- _Отрывок текста_
И тут судьба Вертинского сделала неожиданный счастливый поворот — однажды его в своем подъезде подобрала Софья Николаевна Зелинская, бывшая подруга его матери и преподавательница женской гимназии Киева. Она пригласила его к себе в дом, позна­комила с цветом киевской интеллигенции — Николаем Бердяевым, Марком Шагалом, Натаном Альтманом. Под влиянием новых знакомых Вертинский попробовал заниматься журналистикой. Он написал несколько рецензий на выступления артистов для газеты «Киевская неделя», издал несколько рассказов. На гонорары от публикаций Александр купил подержанный фрак и влился в ряды киевской богемы, изображая из себя циничного скептика, далекого от мира.
Именно там, в подвальных кабачках Крещатика, где собирались молодые люди артистических наклонностей, он придумал свою первый «фирменный знак»: живой цветок, продетый в петлицу фрака. Каждый день — новый. ъ
В возрасте 18 лет Вертинский неожиданно заявил всем друзьям и знакомым, что ему «смертельно надоел» Киев и он отправляется покорять Москву. Едва ли не каждый знакомый задал ему вопрос: "Почему именно Москву, а не столицу — Санкт-Петербург?" Но Вертинский никому не стал объяснять, что именно там случайно нашлась его якобы умершая сестра Надя, которая тоже стала актрисой.
Именно сестра и помогла Александру «встать на ноги» и освоиться в незнакомом городе, обеспечив его работой на первое время: Вертинский должен был давать купеческим дочкам уроки сценического мастерства. Однажды, ожидая Надежду в скверике перед Театром миниатюр, он случайно обратил на себя внимание Марии Александровны Арцыбушевой — владелицы этого театра.
"Увидев меня среди актеров, — вспоминал Вертинский в книге "Дорогой длинною...", — она как-то вскользь заметила:
— Что вы шляетесь без дела, молодой человек? Шли бы лучше в актеры, ко мне в театр!
— Но я же не актер! — возразил я. — Я ничего, собственно, не умею.
— Не умеете, так научитесь!
— А сколько я буду получать за это? — деловито спросил я.
Она расхохоталась:
— Получать?! Вы что? В своем уме? Спросите лучше, сколько я с вас буду брать за то, чтобы сделать из вас человека.
Я моментально скис.
Заметив это, Мария Александровна чуть подобрела:
— Ни о каком жаловании не может быть и речи, но в три часа мы садимся обедать. Борщ и котлеты у нас всегда найдутся. Вы можете обедать с нами.

- _Задание A_
Перечислите всех представителей киевской интеллигенции, с которыми Софья Николаевна Зелинская познакомила Вертинского, согласно отрывку о Вертинском.
- _Задание B_
Что купил Александр на гонорары от публикаций, согласно отрывку о Вертинском?
- _Задание C_
Выведите из отрывка о Вертинском всё, начиная со слов "Именно сестра и" и вплоть до слов "из вас человека.".
Записи никак не связаны с отрывком о Вертинском.

- _Записи для анализа_
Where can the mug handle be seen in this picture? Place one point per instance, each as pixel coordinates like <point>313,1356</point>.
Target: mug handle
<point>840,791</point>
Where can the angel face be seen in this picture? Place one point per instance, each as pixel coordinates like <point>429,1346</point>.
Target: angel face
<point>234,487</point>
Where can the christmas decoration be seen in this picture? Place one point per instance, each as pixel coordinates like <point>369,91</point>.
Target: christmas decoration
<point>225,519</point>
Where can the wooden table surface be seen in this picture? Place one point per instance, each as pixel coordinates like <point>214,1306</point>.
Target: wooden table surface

- _Ответ A_
Николай Бердяев, Марк Шагал, Натан Альтман.

- _Ответ B_
Подержанный фрак.

- _Ответ C_
Именно сестра и помогла Александру «встать на ноги» и освоиться в незнакомом городе, обеспечив его работой на первое время: Вертинский должен был давать купеческим дочкам уроки сценического мастерства. Однажды, ожидая Надежду в скверике перед Театром миниатюр, он случайно обратил на себя внимание Марии Александровны Арцыбушевой — владелицы этого театра.
"Увидев меня среди актеров, — вспоминал Вертинский в книге "Дорогой длинною...", — она как-то вскользь заметила:
— Что вы шляетесь без дела, молодой человек? Шли бы лучше в актеры, ко мне в театр!
— Но я же не актер! — возразил я. — Я ничего, собственно, не умею.
— Не умеете, так научитесь!
— А сколько я буду получать за это? — деловито спросил я.
Она расхохоталась:
— Получать?! Вы что? В своем уме? Спросите лучше, сколько я с вас буду брать за то, чтобы сделать из вас человека.